Count the lines in the material below that contain the string "shirt", and give only the number.

-- start of Material to process --

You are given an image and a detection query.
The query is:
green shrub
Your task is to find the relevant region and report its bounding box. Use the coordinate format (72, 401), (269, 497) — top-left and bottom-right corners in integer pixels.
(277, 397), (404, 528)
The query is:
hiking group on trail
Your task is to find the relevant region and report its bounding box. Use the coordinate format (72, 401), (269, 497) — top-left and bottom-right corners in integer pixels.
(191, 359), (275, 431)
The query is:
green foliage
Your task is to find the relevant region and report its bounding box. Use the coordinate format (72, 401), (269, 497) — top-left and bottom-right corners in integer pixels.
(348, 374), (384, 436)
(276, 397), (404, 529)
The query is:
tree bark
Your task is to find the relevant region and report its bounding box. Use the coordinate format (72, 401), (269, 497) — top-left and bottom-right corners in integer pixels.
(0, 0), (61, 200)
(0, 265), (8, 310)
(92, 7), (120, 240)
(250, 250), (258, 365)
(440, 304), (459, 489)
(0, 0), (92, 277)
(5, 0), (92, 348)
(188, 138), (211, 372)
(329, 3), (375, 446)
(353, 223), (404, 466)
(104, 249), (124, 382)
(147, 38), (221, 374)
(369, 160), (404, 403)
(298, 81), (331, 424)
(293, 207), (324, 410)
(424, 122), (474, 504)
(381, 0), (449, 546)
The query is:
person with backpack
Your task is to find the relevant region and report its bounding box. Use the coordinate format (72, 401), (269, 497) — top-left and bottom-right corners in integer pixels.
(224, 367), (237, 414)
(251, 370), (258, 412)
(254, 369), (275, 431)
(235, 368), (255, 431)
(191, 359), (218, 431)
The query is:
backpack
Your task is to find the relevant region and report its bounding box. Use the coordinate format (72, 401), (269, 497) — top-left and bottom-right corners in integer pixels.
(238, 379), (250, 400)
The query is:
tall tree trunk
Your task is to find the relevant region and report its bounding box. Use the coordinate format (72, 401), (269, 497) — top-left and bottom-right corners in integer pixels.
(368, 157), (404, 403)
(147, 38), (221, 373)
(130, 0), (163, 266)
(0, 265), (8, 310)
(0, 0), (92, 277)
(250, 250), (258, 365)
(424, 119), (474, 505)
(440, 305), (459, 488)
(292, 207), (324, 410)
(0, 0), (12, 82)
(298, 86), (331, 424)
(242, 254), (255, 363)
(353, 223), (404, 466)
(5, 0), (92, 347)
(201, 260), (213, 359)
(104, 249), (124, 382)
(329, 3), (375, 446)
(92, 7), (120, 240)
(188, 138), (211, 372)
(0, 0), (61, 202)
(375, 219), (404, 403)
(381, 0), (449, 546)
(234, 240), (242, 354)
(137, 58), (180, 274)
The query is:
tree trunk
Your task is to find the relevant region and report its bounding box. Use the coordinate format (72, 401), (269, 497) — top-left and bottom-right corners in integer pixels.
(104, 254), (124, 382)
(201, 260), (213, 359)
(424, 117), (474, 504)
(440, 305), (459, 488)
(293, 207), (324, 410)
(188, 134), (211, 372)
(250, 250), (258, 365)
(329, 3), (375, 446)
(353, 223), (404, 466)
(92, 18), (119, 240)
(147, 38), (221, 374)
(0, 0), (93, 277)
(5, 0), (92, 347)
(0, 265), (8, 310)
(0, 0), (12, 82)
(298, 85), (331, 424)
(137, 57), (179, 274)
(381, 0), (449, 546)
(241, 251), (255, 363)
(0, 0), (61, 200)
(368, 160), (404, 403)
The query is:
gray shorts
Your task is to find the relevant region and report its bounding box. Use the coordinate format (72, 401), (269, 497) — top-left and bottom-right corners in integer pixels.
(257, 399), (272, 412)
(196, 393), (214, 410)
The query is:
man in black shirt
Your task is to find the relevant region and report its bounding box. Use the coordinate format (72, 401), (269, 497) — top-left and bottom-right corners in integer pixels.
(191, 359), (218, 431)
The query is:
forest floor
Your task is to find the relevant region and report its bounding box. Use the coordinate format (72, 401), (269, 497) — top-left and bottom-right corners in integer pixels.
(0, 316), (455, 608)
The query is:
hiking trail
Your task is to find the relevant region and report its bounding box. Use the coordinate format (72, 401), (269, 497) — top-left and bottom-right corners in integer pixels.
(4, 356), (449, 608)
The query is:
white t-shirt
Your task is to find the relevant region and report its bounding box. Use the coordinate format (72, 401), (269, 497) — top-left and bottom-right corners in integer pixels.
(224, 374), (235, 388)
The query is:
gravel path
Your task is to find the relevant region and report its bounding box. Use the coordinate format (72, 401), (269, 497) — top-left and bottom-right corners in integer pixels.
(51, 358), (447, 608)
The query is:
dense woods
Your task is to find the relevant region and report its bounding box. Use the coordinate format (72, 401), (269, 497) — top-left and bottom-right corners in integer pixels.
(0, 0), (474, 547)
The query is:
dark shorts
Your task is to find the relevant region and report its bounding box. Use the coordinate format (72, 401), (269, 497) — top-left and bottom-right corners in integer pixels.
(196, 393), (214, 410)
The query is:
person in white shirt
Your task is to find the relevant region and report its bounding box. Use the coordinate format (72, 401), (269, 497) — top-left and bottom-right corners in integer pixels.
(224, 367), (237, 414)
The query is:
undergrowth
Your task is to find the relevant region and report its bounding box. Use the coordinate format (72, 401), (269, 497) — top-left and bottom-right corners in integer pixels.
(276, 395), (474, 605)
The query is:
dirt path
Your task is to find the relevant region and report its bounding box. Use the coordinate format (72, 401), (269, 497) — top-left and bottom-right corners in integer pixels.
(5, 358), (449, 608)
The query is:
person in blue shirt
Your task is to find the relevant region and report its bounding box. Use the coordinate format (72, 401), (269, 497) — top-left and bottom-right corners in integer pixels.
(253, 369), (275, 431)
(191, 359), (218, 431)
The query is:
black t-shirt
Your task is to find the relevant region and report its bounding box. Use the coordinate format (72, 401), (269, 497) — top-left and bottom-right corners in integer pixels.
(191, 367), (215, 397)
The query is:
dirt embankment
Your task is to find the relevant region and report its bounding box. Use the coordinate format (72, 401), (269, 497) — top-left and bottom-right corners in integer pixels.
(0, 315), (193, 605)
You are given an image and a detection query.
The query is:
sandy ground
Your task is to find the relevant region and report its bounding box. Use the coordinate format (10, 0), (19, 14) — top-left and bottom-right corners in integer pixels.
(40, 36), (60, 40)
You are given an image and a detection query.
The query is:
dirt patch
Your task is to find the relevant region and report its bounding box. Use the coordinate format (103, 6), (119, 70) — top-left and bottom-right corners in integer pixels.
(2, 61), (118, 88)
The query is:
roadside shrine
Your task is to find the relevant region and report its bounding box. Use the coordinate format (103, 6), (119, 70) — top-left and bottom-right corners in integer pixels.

-- end of Material to process --

§ **The result**: 5